* [Task objective]:
Render each of the items below as a numbered list, one line per entry, with blank lines left out.

Pointing dataset items
============

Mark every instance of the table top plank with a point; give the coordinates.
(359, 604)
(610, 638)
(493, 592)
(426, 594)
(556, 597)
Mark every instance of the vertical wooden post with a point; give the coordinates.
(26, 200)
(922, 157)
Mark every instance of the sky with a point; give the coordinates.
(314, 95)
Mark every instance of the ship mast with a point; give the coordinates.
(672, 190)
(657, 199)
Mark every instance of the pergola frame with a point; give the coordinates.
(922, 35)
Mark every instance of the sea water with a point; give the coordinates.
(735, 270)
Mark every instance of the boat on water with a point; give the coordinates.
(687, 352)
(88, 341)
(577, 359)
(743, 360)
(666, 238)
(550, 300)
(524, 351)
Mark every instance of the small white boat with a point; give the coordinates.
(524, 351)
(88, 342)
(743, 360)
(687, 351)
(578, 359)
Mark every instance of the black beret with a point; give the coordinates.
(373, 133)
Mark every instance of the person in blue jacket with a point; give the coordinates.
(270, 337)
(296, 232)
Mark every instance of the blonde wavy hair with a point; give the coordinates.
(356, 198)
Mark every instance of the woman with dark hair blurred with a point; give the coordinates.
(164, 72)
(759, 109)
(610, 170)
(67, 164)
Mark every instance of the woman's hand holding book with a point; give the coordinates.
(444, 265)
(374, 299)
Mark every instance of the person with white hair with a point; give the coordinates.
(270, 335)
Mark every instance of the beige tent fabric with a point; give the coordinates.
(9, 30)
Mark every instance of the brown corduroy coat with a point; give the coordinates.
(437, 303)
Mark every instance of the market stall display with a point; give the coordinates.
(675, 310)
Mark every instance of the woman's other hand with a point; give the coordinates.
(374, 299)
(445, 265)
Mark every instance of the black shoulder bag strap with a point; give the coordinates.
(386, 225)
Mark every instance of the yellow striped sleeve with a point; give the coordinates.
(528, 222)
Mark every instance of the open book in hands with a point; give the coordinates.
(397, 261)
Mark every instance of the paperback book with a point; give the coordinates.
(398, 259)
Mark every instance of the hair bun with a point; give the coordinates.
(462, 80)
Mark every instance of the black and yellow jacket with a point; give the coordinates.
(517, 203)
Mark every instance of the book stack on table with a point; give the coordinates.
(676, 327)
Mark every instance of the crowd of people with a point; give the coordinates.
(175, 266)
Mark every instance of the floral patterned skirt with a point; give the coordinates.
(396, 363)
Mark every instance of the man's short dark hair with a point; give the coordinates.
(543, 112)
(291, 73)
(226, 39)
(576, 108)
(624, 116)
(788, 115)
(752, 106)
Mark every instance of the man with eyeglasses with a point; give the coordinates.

============

* [Answer to this task]:
1. Mark every instance of the table top plank with a point; give the coordinates.
2. (359, 604)
3. (610, 638)
4. (493, 592)
5. (426, 594)
6. (556, 597)
7. Mark every instance of the vertical wooden post with a point; give the coordinates.
8. (26, 200)
9. (922, 157)
10. Mark every instance of the sky with a point; give the coordinates.
11. (314, 95)
12. Mark every instance of the ship mast with a point; give the coordinates.
13. (672, 190)
14. (657, 199)
15. Mark every instance of the pergola frame with a point; give the coordinates.
16. (922, 35)
17. Mark every instance of the sea water with a point; give the coordinates.
18. (735, 270)
19. Mark every instance of the boat on water with a point; give the coordinates.
20. (687, 352)
21. (88, 341)
22. (577, 359)
23. (743, 360)
24. (666, 238)
25. (550, 300)
26. (524, 351)
27. Mark every instance of the small white boat with a point; give the coordinates.
28. (524, 351)
29. (88, 342)
30. (743, 360)
31. (687, 351)
32. (578, 359)
33. Mark every instance of the black beret with a point; give the coordinates.
34. (373, 133)
35. Mark every instance of the person in blue jacket with a point; give the coordinates.
36. (270, 337)
37. (296, 232)
38. Mark every instance of the blonde wavy hair with a point; give the coordinates.
39. (356, 198)
40. Mark every instance of the woman with dark hair blurred with a point; give the coordinates.
41. (164, 72)
42. (759, 109)
43. (610, 170)
44. (67, 164)
45. Mark every instance of the woman's hand holding book with a point; give the coordinates.
46. (444, 265)
47. (374, 299)
48. Mark every instance of the person with white hair with a point; give the coordinates.
49. (270, 335)
50. Mark every instance of the beige tent fabric with a point; give the coordinates.
51. (9, 30)
52. Mark every instance of the brown corduroy coat with a point; give the coordinates.
53. (437, 303)
54. Mark every instance of the market stall display with a point; give the coordinates.
55. (675, 310)
56. Mark every instance of the woman's other hand with a point; give the coordinates.
57. (374, 299)
58. (445, 265)
59. Mark every instance of the black shoulder bag strap with a point; give the coordinates.
60. (386, 225)
61. Mark every instance of the yellow striped sleeve with a point; give the coordinates.
62. (528, 222)
63. Mark every instance of the open book in hands with a point; give the coordinates.
64. (397, 261)
65. Mark every instance of the paperback book with a point; give the coordinates.
66. (398, 259)
67. Mark every instance of the hair bun with a point; give the coordinates.
68. (462, 80)
69. Mark every instance of the black and yellow jacket with a point; give the coordinates.
70. (517, 203)
71. Mark every instance of the book stack on table with a point; give the coordinates.
72. (676, 327)
73. Mark every instance of the crowd of people with a point; give the coordinates.
74. (175, 266)
75. Mark every instance of the floral patterned skirt with a point; give the coordinates.
76. (396, 363)
77. Mark every instance of the man's short dark hair with a point; give the coordinates.
78. (543, 112)
79. (291, 73)
80. (226, 39)
81. (576, 108)
82. (624, 116)
83. (788, 115)
84. (752, 106)
85. Mark every instance of the man with eyeglasses with a point; give the coordinates.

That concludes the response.